> _WHAT YOU ARE ASKED TO DO_:
Will you copy the entries below verbatim, from the line containing "Locate the leaflet" through the line containing "[[468, 53]]"? Include both of those lines and nothing outside that stretch.

> _MATERIAL SHOWN_:
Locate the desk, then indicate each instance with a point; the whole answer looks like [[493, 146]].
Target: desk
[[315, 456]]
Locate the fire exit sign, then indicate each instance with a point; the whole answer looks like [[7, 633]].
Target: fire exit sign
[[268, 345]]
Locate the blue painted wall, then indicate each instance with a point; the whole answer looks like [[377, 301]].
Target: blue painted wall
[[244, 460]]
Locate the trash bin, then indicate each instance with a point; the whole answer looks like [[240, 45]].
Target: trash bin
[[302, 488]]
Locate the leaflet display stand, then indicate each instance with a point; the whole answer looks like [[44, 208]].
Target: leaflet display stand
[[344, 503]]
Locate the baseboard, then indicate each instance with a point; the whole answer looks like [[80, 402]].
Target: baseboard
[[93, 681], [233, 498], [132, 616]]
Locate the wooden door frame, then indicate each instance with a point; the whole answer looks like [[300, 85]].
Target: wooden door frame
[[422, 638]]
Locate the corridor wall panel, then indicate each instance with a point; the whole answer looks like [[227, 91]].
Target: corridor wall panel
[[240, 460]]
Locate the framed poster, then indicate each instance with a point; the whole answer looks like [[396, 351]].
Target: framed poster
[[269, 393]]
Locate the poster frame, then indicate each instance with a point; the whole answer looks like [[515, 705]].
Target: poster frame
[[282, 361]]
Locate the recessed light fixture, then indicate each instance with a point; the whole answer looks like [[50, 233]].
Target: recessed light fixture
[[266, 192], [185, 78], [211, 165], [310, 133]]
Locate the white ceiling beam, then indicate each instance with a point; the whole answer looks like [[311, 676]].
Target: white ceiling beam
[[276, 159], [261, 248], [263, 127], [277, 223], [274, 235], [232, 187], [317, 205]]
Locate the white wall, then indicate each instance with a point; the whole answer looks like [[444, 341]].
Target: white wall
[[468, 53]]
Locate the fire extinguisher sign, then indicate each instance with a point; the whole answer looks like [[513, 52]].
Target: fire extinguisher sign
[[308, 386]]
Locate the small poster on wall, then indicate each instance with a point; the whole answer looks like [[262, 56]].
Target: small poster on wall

> _SOLUTION FOR THIS EXERCISE_:
Locate the leaflet display stand, then indicate each instance with a point; the whole answer looks like [[44, 208]].
Target: leaflet display stand
[[344, 503]]
Locate the baseboard, then indicate each instance with a point; the whole answer looks like [[80, 402]].
Target: baseboard
[[93, 681], [233, 498], [132, 616]]
Locate the wooden door frame, then indicate each instance with a point; the whole answer looks like [[300, 85]].
Target: wooden door frame
[[422, 638]]
Locate the corridor wall panel, then indicate each instance with a point; the whole answer looks like [[227, 91]].
Target: corridor wall panel
[[240, 460]]
Locate the framed poster, then indicate each instance with a point; the whole answer looks like [[396, 351]].
Target: framed poster
[[269, 393]]
Locate the poster frame, then indicate each instance with a point; the whole answer looks like [[515, 705]].
Target: poster frame
[[282, 361]]
Locate the recessed light fixture, then indicate each instance with a point; the whole answer looks like [[50, 233]].
Target: recessed light fixture
[[266, 192], [185, 78], [211, 165], [310, 133]]
Locate the white ceiling beam, then indicate each instance with a point; the whole answer looks like [[311, 676]].
Target: white ceiling beam
[[276, 159], [261, 248], [263, 127], [277, 223], [274, 235], [232, 187], [317, 205]]
Locate the white wall, then indicate each instance with a point; the whole answer looks like [[444, 341]].
Target: white wall
[[468, 53]]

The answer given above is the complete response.